**AIM OF THE TASK:** Each line of the material should be retyped without alteration.

**SUPPLIED MATERIAL:**
Start of Block
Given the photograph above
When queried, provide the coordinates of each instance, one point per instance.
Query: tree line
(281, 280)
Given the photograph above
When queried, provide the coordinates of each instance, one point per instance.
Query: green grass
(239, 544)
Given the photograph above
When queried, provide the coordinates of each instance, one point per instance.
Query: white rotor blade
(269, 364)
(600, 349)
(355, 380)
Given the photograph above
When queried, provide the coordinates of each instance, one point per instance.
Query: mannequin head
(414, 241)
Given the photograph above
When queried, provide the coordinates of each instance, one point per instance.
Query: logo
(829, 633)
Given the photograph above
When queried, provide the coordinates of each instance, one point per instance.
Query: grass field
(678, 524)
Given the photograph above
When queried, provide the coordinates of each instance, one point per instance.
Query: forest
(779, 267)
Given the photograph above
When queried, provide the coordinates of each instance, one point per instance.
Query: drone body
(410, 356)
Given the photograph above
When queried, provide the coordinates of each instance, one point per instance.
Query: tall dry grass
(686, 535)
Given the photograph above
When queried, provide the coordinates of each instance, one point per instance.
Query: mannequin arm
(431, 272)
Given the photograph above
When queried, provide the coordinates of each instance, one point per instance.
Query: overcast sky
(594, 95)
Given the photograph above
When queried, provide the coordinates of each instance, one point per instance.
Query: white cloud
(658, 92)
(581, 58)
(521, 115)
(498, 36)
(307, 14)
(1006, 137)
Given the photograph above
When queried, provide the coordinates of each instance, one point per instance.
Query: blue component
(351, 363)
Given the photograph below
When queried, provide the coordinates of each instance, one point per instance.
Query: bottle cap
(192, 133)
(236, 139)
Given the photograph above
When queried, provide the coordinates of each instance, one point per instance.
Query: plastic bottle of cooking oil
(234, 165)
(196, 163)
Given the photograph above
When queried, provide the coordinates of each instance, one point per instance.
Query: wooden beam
End of Block
**ANSWER:**
Given the photograph above
When queried, provide the coordinates of each instance, one point per instance.
Query: tree line
(281, 280)
Given the photograph above
When queried, provide the coordinates of each instance, one point per instance.
Query: green grass
(239, 544)
Given the photograph above
When queried, provide the coordinates of each instance, one point per instance.
Query: white rotor blade
(269, 364)
(600, 349)
(355, 380)
Given the photograph above
When queried, provide the coordinates of each instance, one point per instance.
Query: mannequin head
(414, 241)
Given the photograph above
When queried, provide the coordinates of each instance, one point per instance.
Query: logo
(829, 633)
Given the photograph above
When queried, provide the coordinates of each instance, one point per instance.
Query: grass field
(678, 524)
Given the photograph above
When queried, provide the coordinates of each instance, one point per instance.
Query: forest
(779, 267)
Given the photograph above
When queried, provide the coordinates of each instance, one point per instance.
Query: drone body
(410, 356)
Given the photograph above
When queried, provide the coordinates of each instance, one point per instance.
Query: tall dry grass
(686, 535)
Given the photograph above
When queried, provide the coordinates of each instance, one point per instance.
Query: mannequin arm
(431, 272)
Given the photograph above
When queried, provide the coordinates of each instance, one point per instance.
Query: overcast sky
(594, 95)
Given the photograph above
When queried, provide the coordinates of each instance, one point per instance.
Query: white cloud
(658, 92)
(581, 58)
(521, 115)
(498, 36)
(307, 14)
(1006, 137)
Given the photograph above
When queried, provide the coordinates of each instance, one point per instance.
Query: blue component
(351, 363)
Given the photograph below
When queried, provide the coordinates of each instance, one point per instance.
Query: bottle cap
(192, 133)
(236, 139)
Given the photograph above
When queried, provide the coordinates of each instance, one point per instance.
Query: plastic bottle of cooking oil
(234, 165)
(196, 163)
Given the photograph above
When queried, provide the coordinates of each instance, one point per instance.
Query: wooden beam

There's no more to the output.